* [Qué hacer]: Enumera todas las formalidades que el texto sobre los parranderos incluye entre paréntesis como parte del mundo de "los graves".

* [Fragmento del documento]:

★ ★ ★ ★ ★ ★ ★

Los buenos parranderos tienen algo universal: es imposible odiarlos. Aportan las buenas tallas, son el alma de los festejos y saben reanimarte cuando estás con algún bajón. Saben tirar el chiste correcto en la cola del banco, en el estadio, y la sabiduría “de la vida” que seduce a la niña guapa. Son buenos para el baile, barajando cartas, y mientras dure el patacheo, es el tipo con el que todos quisieran estar.
Algo similar ocurre en las oficinas: muchas veces el más popular no es el más trabajólico o el empleado del mes, sino el Canitrot que invita al estadio o que desde el martes ya tiene listo el asado del viernes.
Pero en su contracara, a veces estos parranderos son verdaderos canallas traidores: no tienen problemas en endosarte la cuenta, meterte en problemas o no devolver los préstamos. Es que para el verdadero parrandero, la fiesta jamás termina, y todo lo que sea formalidad (incluyendo lealtades, puntualidad, fechas de cumpleaños o compromisos) pertenece al mundo de “los graves”. El problema se transforma en drama cuando Juan Boliche es un padre de familia, y los eternos embaucados son su esposa, sus amantes y sus propios hijos. La resaca es mucho más feroz, y trae consigo separaciones, hijas bulímicas, adultos-niños cínicos e inseguros, y la ausencia de parámetros sólidos. La familia debe ser el padre –y no quieren serlo- ya que el padre es un niño.

★ ★ ★ ★ ★ ★ ★

* [Datos para revisar]:

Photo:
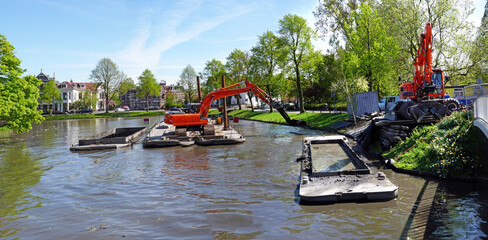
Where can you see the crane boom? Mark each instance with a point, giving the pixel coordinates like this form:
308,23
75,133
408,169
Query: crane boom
200,118
427,89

★ ★ ★ ★ ★ ★ ★

* [Respuesta escrita]: Lealtades, puntualidad, fechas de cumpleaños y compromisos.